Work required:
Turn the lines from the start of the rows below through the line containing "[0,199,640,426]", inclusive, into a Markdown table with the columns Number and Text. Skip blank lines and leave the pictures out.
++++ Source records ++++
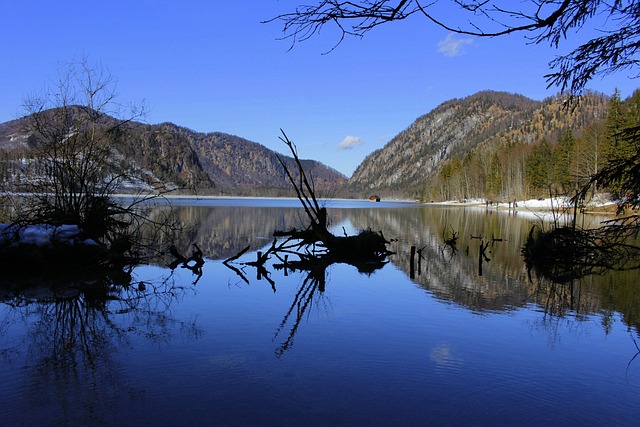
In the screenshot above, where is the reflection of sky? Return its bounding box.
[0,206,640,425]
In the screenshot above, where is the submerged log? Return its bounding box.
[225,132,393,284]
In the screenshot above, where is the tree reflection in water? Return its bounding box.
[0,275,201,425]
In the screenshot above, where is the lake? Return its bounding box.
[0,199,640,426]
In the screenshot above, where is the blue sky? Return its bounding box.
[0,0,640,176]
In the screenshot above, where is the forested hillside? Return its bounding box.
[349,91,638,200]
[0,113,346,196]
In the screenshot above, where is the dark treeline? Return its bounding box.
[422,90,640,201]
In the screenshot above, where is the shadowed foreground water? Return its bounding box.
[0,200,640,426]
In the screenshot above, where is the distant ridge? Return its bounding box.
[0,112,347,196]
[348,91,607,196]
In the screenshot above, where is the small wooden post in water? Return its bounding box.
[409,246,416,279]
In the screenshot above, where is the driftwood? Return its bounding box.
[224,132,393,284]
[522,216,640,283]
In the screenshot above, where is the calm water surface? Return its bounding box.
[0,200,640,426]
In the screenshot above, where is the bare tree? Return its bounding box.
[267,0,640,94]
[10,58,181,262]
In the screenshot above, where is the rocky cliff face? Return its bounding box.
[349,91,606,195]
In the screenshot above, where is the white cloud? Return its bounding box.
[338,135,364,150]
[438,33,473,56]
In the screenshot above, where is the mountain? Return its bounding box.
[0,112,347,196]
[348,91,607,196]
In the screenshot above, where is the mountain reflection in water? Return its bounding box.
[0,201,640,425]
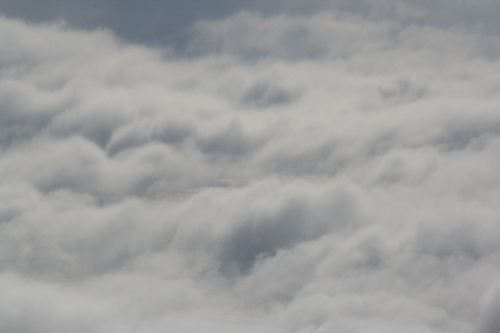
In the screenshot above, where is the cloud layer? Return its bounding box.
[0,1,500,333]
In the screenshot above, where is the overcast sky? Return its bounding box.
[0,0,500,333]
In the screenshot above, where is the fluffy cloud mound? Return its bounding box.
[0,1,500,333]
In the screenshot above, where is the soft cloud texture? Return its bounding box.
[0,1,500,333]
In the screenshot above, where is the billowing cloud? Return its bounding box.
[0,1,500,333]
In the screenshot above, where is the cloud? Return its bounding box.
[0,1,500,332]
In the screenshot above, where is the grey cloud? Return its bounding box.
[0,0,500,333]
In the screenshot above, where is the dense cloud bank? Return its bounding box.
[0,1,500,333]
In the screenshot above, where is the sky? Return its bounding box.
[0,0,500,333]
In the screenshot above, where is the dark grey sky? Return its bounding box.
[0,0,500,47]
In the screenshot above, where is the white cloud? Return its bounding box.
[0,1,500,333]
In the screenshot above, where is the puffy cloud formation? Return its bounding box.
[0,1,500,333]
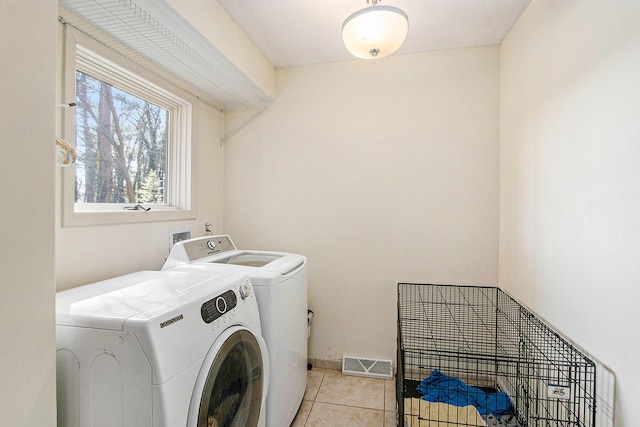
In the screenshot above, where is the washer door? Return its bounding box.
[187,326,266,427]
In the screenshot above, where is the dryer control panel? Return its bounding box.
[200,290,238,323]
[180,236,236,262]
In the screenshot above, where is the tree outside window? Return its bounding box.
[75,70,169,204]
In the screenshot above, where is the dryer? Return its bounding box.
[56,271,269,427]
[162,235,307,427]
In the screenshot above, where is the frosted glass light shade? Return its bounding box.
[342,5,409,59]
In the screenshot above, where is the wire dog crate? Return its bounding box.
[396,283,596,427]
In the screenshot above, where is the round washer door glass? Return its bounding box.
[197,330,263,427]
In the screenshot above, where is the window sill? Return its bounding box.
[62,207,196,227]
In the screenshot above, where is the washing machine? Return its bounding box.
[162,235,307,427]
[56,271,269,427]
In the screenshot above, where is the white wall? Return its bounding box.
[500,0,640,426]
[224,47,499,360]
[0,0,56,426]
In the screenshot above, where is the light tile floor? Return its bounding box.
[291,368,396,427]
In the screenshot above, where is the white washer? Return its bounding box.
[162,236,307,427]
[56,271,269,427]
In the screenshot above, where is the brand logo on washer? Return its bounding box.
[160,314,184,329]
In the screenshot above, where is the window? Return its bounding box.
[75,69,169,205]
[62,29,195,225]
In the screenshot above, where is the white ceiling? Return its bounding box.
[218,0,530,68]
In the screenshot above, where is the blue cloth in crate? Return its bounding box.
[416,369,511,417]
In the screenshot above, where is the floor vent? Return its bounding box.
[342,356,393,379]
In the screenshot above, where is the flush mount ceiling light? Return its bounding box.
[342,0,409,59]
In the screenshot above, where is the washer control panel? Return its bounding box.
[183,236,236,262]
[200,290,238,323]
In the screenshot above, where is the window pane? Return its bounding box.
[75,71,169,204]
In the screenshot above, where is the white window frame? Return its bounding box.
[61,25,197,226]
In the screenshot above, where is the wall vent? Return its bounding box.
[342,356,393,379]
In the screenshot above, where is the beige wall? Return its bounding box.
[224,47,499,360]
[500,0,640,426]
[0,0,56,426]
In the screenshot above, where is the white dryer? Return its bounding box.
[56,271,269,427]
[162,235,307,427]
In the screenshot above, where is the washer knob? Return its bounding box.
[240,284,251,299]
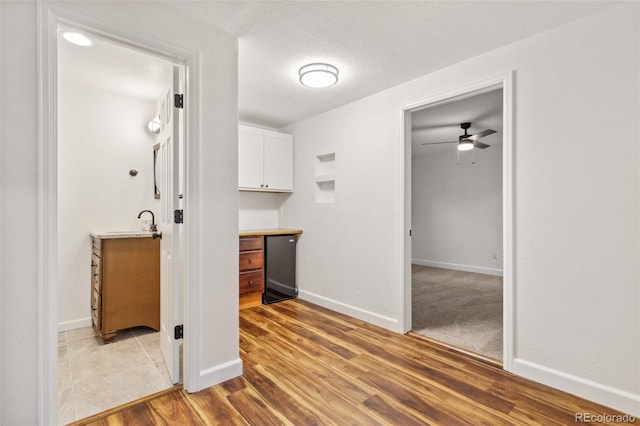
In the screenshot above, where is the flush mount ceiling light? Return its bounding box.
[298,62,338,88]
[62,31,93,47]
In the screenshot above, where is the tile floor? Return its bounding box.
[58,327,172,425]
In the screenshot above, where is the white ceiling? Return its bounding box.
[411,89,503,157]
[58,27,172,101]
[60,0,615,128]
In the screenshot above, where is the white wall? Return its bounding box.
[0,1,241,425]
[58,80,159,330]
[281,3,640,415]
[238,191,289,229]
[411,149,502,275]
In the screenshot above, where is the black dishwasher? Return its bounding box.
[262,235,298,304]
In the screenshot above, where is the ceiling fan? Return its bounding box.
[422,123,496,151]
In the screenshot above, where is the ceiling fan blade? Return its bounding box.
[469,129,496,141]
[421,141,458,145]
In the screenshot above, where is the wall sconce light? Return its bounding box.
[147,115,162,135]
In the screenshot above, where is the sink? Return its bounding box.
[91,231,152,238]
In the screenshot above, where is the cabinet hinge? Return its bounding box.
[173,93,184,109]
[173,324,184,340]
[173,210,184,223]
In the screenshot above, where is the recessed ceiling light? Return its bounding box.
[62,31,93,47]
[298,62,338,87]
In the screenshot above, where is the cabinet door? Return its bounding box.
[238,126,264,189]
[264,130,293,191]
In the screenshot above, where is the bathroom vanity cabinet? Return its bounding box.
[91,232,160,343]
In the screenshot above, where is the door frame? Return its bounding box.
[398,71,515,371]
[36,2,200,424]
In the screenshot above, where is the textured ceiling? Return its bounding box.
[58,27,171,101]
[159,0,612,128]
[60,0,615,128]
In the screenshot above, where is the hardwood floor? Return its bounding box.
[77,300,640,425]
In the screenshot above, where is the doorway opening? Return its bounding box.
[55,24,186,424]
[402,74,513,370]
[411,89,503,361]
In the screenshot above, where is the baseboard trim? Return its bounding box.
[58,317,91,333]
[198,358,242,391]
[298,290,401,333]
[411,259,502,277]
[512,358,640,417]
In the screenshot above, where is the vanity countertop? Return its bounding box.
[90,231,153,240]
[240,228,302,237]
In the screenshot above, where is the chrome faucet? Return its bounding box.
[138,210,158,232]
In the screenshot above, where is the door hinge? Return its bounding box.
[173,93,184,109]
[173,324,184,340]
[173,210,184,223]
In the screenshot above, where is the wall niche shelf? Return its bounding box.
[315,152,336,204]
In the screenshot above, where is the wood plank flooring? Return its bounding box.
[77,300,640,426]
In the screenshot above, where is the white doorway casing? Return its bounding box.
[36,2,242,424]
[398,71,514,371]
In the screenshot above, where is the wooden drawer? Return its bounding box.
[91,253,102,293]
[240,237,264,251]
[240,270,264,296]
[91,291,102,330]
[240,251,264,271]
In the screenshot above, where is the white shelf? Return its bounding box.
[315,152,336,204]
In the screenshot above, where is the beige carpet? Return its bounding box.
[411,265,502,361]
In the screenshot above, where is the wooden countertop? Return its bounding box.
[240,228,302,237]
[89,231,153,240]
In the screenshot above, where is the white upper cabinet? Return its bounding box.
[238,125,293,192]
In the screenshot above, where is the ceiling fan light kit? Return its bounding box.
[422,122,496,164]
[458,139,473,151]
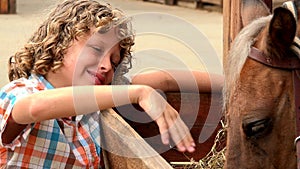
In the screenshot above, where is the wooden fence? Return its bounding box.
[0,0,17,14]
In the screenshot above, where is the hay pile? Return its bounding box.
[172,120,226,169]
[196,121,226,169]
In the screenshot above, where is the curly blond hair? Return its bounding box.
[8,0,134,81]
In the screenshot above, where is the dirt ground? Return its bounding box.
[0,0,223,87]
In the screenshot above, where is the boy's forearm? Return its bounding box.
[132,70,223,92]
[12,85,142,124]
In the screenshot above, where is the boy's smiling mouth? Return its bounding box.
[87,71,105,85]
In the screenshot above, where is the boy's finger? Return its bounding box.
[156,116,170,145]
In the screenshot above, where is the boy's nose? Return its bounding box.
[98,55,112,72]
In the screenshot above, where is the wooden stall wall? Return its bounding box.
[0,0,16,14]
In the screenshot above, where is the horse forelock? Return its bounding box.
[223,15,272,112]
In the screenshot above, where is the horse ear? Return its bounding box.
[241,0,271,26]
[269,7,297,49]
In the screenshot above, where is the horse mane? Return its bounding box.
[223,15,272,113]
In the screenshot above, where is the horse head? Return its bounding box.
[224,0,300,169]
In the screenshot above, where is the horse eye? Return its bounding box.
[243,118,272,138]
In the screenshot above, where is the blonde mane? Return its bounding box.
[223,15,272,112]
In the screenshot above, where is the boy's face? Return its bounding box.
[63,29,121,85]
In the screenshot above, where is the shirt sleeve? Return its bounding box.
[0,81,35,150]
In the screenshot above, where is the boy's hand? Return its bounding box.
[138,86,195,152]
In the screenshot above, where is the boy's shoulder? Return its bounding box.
[0,78,45,95]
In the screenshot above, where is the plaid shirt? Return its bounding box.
[0,75,101,168]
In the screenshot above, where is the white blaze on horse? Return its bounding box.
[224,0,300,169]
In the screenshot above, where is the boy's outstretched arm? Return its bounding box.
[132,70,224,92]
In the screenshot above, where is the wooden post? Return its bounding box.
[223,0,272,65]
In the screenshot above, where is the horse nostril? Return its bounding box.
[243,118,272,138]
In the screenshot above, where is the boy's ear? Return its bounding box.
[241,0,271,27]
[269,7,297,49]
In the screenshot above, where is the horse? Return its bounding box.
[223,0,300,169]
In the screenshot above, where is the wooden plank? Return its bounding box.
[100,109,172,169]
[200,0,223,6]
[8,0,17,14]
[0,0,8,14]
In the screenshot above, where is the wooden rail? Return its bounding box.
[0,0,16,14]
[103,93,225,165]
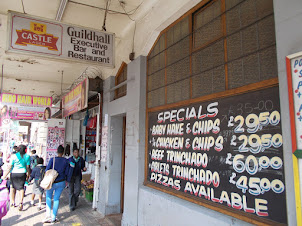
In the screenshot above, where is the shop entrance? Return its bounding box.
[108,115,126,214]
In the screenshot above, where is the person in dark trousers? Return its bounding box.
[67,149,87,211]
[29,158,46,210]
[30,150,38,169]
[43,145,69,223]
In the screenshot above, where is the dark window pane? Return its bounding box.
[167,57,190,84]
[258,15,276,49]
[259,46,278,80]
[167,79,190,104]
[242,25,258,55]
[148,88,165,108]
[227,32,242,61]
[148,69,165,91]
[240,0,256,28]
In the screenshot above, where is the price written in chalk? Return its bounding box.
[229,173,285,196]
[226,153,283,175]
[228,111,281,133]
[230,133,283,154]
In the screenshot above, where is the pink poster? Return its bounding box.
[0,93,52,123]
[45,119,65,164]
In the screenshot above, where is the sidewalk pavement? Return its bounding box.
[2,185,121,226]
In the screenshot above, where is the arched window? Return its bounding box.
[147,0,278,108]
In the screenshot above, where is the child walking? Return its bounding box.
[29,158,46,210]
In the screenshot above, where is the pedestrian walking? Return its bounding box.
[67,149,87,211]
[43,145,69,223]
[3,145,30,211]
[30,150,39,169]
[0,151,4,168]
[29,158,46,210]
[0,169,9,225]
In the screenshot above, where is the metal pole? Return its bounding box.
[92,93,102,210]
[1,64,4,94]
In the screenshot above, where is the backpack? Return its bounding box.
[30,155,38,169]
[38,167,45,186]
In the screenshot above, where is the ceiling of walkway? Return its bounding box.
[0,0,157,100]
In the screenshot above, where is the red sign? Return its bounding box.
[15,29,58,51]
[62,79,88,117]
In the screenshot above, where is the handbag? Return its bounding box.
[40,157,59,190]
[0,179,9,219]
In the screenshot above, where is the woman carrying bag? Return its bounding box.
[41,145,69,223]
[3,145,30,211]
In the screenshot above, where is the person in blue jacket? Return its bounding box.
[67,149,87,211]
[43,145,69,223]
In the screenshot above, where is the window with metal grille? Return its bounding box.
[147,0,278,108]
[114,62,127,99]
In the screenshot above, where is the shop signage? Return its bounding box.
[146,87,287,224]
[7,12,115,67]
[45,119,66,165]
[62,78,89,117]
[0,93,52,122]
[286,52,302,158]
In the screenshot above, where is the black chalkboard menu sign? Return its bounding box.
[146,87,287,223]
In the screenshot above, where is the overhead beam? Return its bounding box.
[56,0,68,21]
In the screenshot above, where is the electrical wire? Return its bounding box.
[118,0,135,21]
[68,0,125,15]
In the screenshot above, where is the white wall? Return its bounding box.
[98,0,302,226]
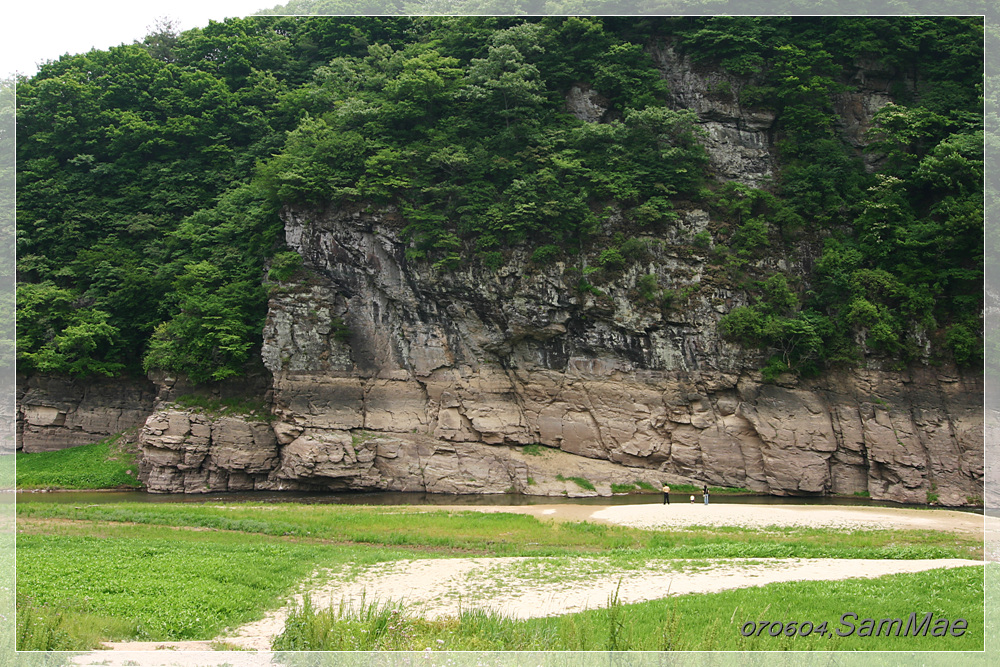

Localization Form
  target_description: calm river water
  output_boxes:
[9,491,983,514]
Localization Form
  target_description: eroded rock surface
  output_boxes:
[17,375,156,452]
[143,198,984,505]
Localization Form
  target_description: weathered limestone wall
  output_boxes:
[17,375,156,452]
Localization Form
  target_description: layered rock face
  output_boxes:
[17,375,156,452]
[119,46,984,505]
[186,202,968,505]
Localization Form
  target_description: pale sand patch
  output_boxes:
[219,558,982,651]
[434,504,984,534]
[84,502,984,665]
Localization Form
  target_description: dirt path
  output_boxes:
[82,503,988,665]
[220,558,980,651]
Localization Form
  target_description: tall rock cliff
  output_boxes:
[125,41,984,505]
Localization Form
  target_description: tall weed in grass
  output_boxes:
[272,596,413,651]
[15,596,136,651]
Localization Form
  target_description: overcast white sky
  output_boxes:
[0,0,274,77]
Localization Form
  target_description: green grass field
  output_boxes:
[274,567,984,651]
[18,503,982,558]
[17,502,983,651]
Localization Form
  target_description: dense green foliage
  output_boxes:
[17,17,983,382]
[15,437,141,489]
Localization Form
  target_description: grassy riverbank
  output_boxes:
[17,502,982,650]
[15,433,142,489]
[274,567,984,651]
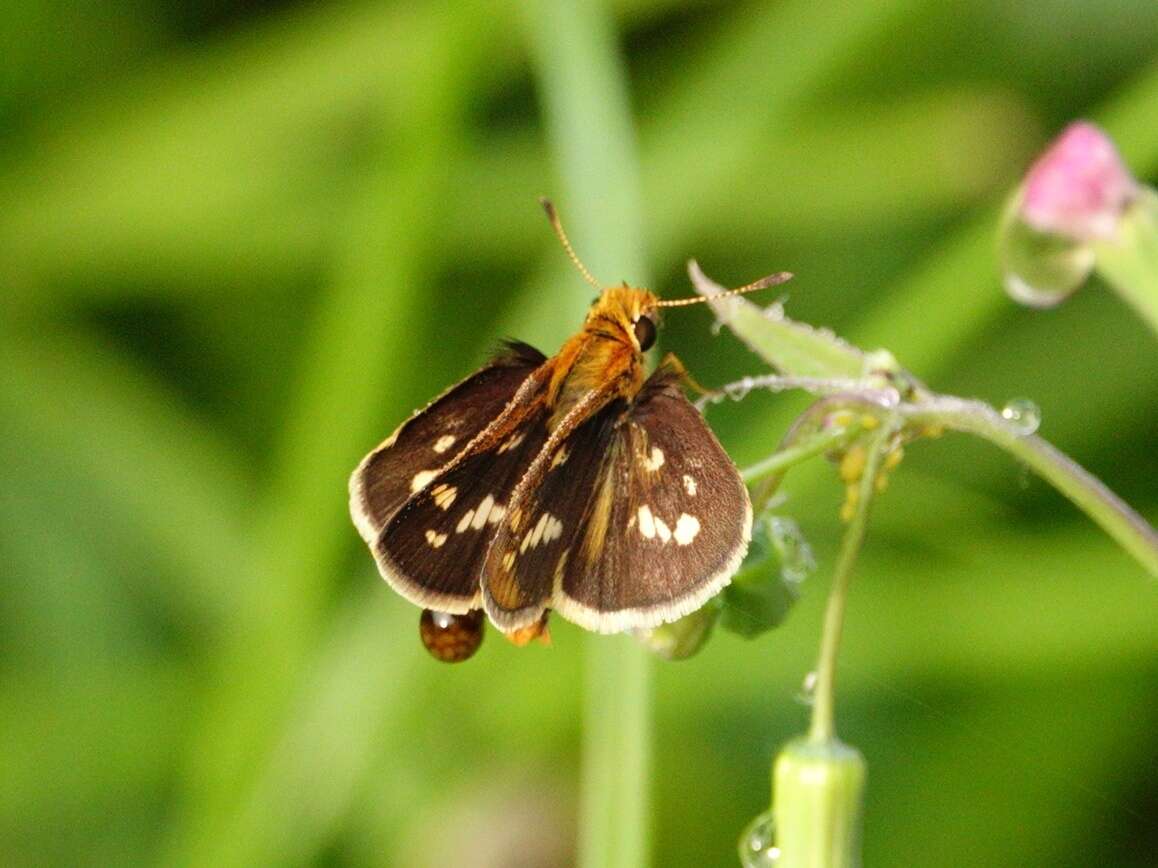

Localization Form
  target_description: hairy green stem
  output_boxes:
[808,424,894,744]
[904,397,1158,576]
[740,426,860,485]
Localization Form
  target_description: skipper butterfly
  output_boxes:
[350,200,791,662]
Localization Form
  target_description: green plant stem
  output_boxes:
[740,426,860,485]
[808,424,893,744]
[906,397,1158,576]
[528,0,651,868]
[577,635,651,868]
[1094,190,1158,334]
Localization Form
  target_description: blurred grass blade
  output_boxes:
[530,0,651,868]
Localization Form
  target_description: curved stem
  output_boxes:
[808,425,893,743]
[740,426,860,484]
[904,397,1158,576]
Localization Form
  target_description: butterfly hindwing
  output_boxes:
[484,368,752,633]
[350,343,545,545]
[483,400,626,631]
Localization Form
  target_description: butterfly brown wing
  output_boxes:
[350,343,547,546]
[483,368,752,633]
[371,363,551,615]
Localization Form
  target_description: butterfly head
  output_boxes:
[586,284,660,353]
[538,199,792,352]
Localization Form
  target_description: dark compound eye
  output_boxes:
[636,316,655,350]
[418,609,486,663]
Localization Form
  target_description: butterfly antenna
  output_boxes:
[538,198,603,292]
[659,271,792,308]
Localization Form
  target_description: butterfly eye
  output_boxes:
[418,609,485,663]
[636,316,655,351]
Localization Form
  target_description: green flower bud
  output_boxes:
[772,738,865,868]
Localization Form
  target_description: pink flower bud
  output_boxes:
[1021,120,1138,241]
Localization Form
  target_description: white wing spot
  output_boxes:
[655,515,672,543]
[644,446,664,473]
[639,503,655,539]
[672,513,699,545]
[499,431,527,454]
[543,515,563,543]
[470,494,494,530]
[519,513,563,552]
[431,483,459,510]
[410,470,438,492]
[550,446,571,470]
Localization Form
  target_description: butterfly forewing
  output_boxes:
[373,384,548,613]
[484,369,752,633]
[350,343,545,545]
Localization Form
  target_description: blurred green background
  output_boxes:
[0,0,1158,867]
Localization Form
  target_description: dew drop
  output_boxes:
[1002,398,1041,436]
[768,515,816,584]
[740,811,780,868]
[724,377,754,400]
[797,670,820,707]
[998,203,1094,308]
[418,609,486,663]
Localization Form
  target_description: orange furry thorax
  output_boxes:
[547,284,659,427]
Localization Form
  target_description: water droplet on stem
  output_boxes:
[797,670,820,707]
[740,811,780,868]
[1002,398,1041,436]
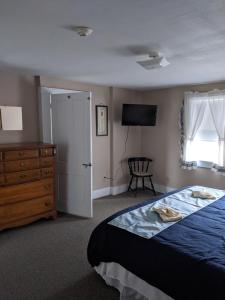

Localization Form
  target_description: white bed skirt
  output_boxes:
[95,262,173,300]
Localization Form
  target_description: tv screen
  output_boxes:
[122,104,157,126]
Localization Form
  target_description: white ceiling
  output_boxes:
[0,0,225,89]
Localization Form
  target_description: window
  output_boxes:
[183,91,225,168]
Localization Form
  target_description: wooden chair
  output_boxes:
[128,157,156,195]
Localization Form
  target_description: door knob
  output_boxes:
[82,163,92,168]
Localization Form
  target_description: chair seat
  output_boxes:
[133,172,152,177]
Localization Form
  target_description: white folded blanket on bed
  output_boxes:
[152,206,183,222]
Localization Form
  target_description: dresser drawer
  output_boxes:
[40,157,55,167]
[40,148,54,156]
[0,178,54,205]
[4,149,39,160]
[0,196,54,224]
[5,169,41,184]
[41,167,54,178]
[0,175,5,185]
[4,158,39,172]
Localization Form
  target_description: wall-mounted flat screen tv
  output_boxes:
[122,104,157,126]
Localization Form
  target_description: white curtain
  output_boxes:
[184,92,207,160]
[208,91,225,166]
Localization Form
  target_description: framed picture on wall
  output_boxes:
[95,105,108,136]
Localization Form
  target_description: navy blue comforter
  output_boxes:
[88,191,225,300]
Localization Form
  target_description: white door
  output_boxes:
[51,92,92,217]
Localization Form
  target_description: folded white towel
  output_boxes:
[152,206,183,222]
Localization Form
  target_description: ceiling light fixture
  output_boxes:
[73,26,93,37]
[137,51,170,70]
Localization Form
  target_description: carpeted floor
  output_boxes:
[0,192,157,300]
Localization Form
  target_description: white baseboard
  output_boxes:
[92,186,111,199]
[92,183,177,199]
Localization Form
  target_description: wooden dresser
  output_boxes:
[0,143,56,230]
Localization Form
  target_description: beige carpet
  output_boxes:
[0,192,157,300]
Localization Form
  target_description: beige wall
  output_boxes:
[111,88,142,186]
[0,73,39,143]
[142,83,225,189]
[40,76,111,190]
[40,76,141,190]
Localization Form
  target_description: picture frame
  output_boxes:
[95,105,108,136]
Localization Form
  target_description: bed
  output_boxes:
[87,186,225,300]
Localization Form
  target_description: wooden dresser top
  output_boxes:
[0,142,54,151]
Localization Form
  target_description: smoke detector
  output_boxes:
[137,51,170,70]
[73,26,93,36]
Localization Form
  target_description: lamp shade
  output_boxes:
[0,106,23,130]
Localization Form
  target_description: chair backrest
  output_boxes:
[128,157,152,175]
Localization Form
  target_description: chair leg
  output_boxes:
[128,175,134,192]
[149,176,156,196]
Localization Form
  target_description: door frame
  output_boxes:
[38,86,93,217]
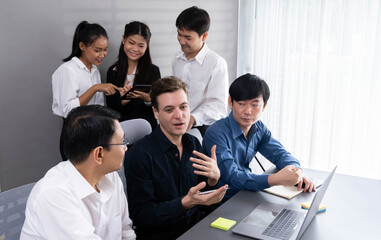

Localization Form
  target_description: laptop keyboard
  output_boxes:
[262,209,303,239]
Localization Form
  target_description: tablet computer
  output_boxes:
[122,84,152,99]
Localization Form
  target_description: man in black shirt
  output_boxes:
[125,77,227,239]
++++
The solution:
| Number | Text |
|---|---|
| 1 | In the screenshot above, where is the reflection of sky? Return its bounding box. |
| 2 | [0,206,640,425] |
| 3 | In the screenshot above, where is the submerged log? Return its bounding box. |
| 4 | [225,132,393,284] |
| 5 | In the screenshot above, where is the tree reflection in water? Return its bounding box. |
| 6 | [0,275,201,425] |
| 7 | In the screenshot above, where is the lake? Return its bounding box. |
| 8 | [0,199,640,426] |